### Direction
Each entry must be reproduced precisely as it stands.
——————
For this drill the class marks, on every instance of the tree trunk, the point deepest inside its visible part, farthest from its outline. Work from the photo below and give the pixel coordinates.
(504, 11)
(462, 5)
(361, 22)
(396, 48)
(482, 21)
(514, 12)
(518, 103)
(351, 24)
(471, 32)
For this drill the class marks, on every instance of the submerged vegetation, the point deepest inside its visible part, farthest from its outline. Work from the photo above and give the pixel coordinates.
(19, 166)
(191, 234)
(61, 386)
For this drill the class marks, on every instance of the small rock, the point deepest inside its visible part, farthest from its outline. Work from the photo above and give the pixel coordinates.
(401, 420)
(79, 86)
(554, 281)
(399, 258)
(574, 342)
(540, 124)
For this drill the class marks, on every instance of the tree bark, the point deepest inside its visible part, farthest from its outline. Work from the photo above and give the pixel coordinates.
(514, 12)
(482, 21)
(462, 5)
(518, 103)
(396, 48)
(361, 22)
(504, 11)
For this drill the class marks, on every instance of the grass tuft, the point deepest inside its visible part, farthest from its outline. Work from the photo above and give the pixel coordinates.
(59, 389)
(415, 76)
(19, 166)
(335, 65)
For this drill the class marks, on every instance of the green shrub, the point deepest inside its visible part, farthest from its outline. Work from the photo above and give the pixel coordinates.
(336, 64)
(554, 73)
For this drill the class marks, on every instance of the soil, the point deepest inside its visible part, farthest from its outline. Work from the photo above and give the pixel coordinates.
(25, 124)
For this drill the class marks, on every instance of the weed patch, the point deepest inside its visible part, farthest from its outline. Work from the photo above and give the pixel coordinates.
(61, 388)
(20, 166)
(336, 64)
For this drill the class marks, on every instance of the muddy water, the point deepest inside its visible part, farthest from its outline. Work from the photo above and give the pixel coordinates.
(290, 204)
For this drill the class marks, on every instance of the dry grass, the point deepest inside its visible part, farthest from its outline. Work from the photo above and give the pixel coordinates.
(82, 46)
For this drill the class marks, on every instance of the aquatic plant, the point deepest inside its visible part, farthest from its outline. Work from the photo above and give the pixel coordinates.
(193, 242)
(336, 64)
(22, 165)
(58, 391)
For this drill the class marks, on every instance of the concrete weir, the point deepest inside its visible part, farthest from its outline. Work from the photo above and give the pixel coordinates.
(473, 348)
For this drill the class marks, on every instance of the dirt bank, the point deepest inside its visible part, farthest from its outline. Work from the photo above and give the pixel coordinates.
——————
### Exercise solution
For this drill the class marks, on every instance of the tree trunk, the point deepest inside its visible part, farthest from its outline. Work from the photo below and give the pixel coordinates.
(504, 11)
(462, 5)
(361, 22)
(396, 48)
(482, 21)
(514, 12)
(518, 103)
(351, 24)
(471, 32)
For this drill the class marks, on every instance of the submerged vegetation, the point deepest inside its visible part, farthest from its outline. Work from the photo above and give the pixel coordinates.
(19, 166)
(191, 234)
(61, 386)
For this drill the class marks, on every instance of the small rock, the point deepest inside its visible part, farthest from its outline. Work from the photo above and give the pixel coordinates.
(401, 420)
(79, 86)
(554, 281)
(399, 258)
(574, 342)
(540, 124)
For this drill the class marks, on every instance of the tree bark, the point deepest inside its visible part, farthest from its outline. Work from the photo above and give the pixel coordinates.
(514, 12)
(482, 21)
(462, 5)
(518, 103)
(396, 48)
(361, 22)
(504, 11)
For this drill the class marks, on every instance of the grass tuft, the point deepest inside its visible part, farthest from its outline. Work from the photo above and give the pixel coordinates.
(59, 389)
(415, 76)
(19, 166)
(335, 65)
For this drill the class marks, on every instance of the green shrub, the point deepest inside its visible part, farthest from its outline. Work from the photo above and give the pixel coordinates.
(336, 64)
(554, 73)
For this drill the class marks, on every instance of the soil, the point deepest inside its visible part, farthest from its outline. Work from the photo above and give the pixel coordinates.
(25, 124)
For this drill the class marks, on every instance of the weed patch, the point deepest inside its visible part, farthest from its outline. Work from the photo above and give the pixel coordinates.
(61, 388)
(20, 166)
(336, 64)
For this drill the class marks, on every instance of the muddy water, the point deepest inside its visible part, farthest from its outline. Work from the photo above and give the pixel coordinates.
(290, 204)
For this drill the class marks, on every instance of the dry grass, the point deepest inside its visible part, farthest from its outline. Work from the photo above and give the pixel coordinates.
(82, 46)
For this drill the class marks, on every instance of the aquatic plant, the point deepest inside its visible part, farthest from its outline. Work from the photo above and give the pixel coordinates.
(193, 242)
(336, 64)
(22, 165)
(58, 391)
For this drill the class marks, on every instance of the concrete weir, the point deepest inside its visible part, farthest from its outline. Work from the photo above and give the pixel coordinates.
(473, 348)
For this drill the class marks, on every instance of the dirt bank, the point deepest inside its visible part, farthest from its outline. Work from the photo above and give the pixel coordinates.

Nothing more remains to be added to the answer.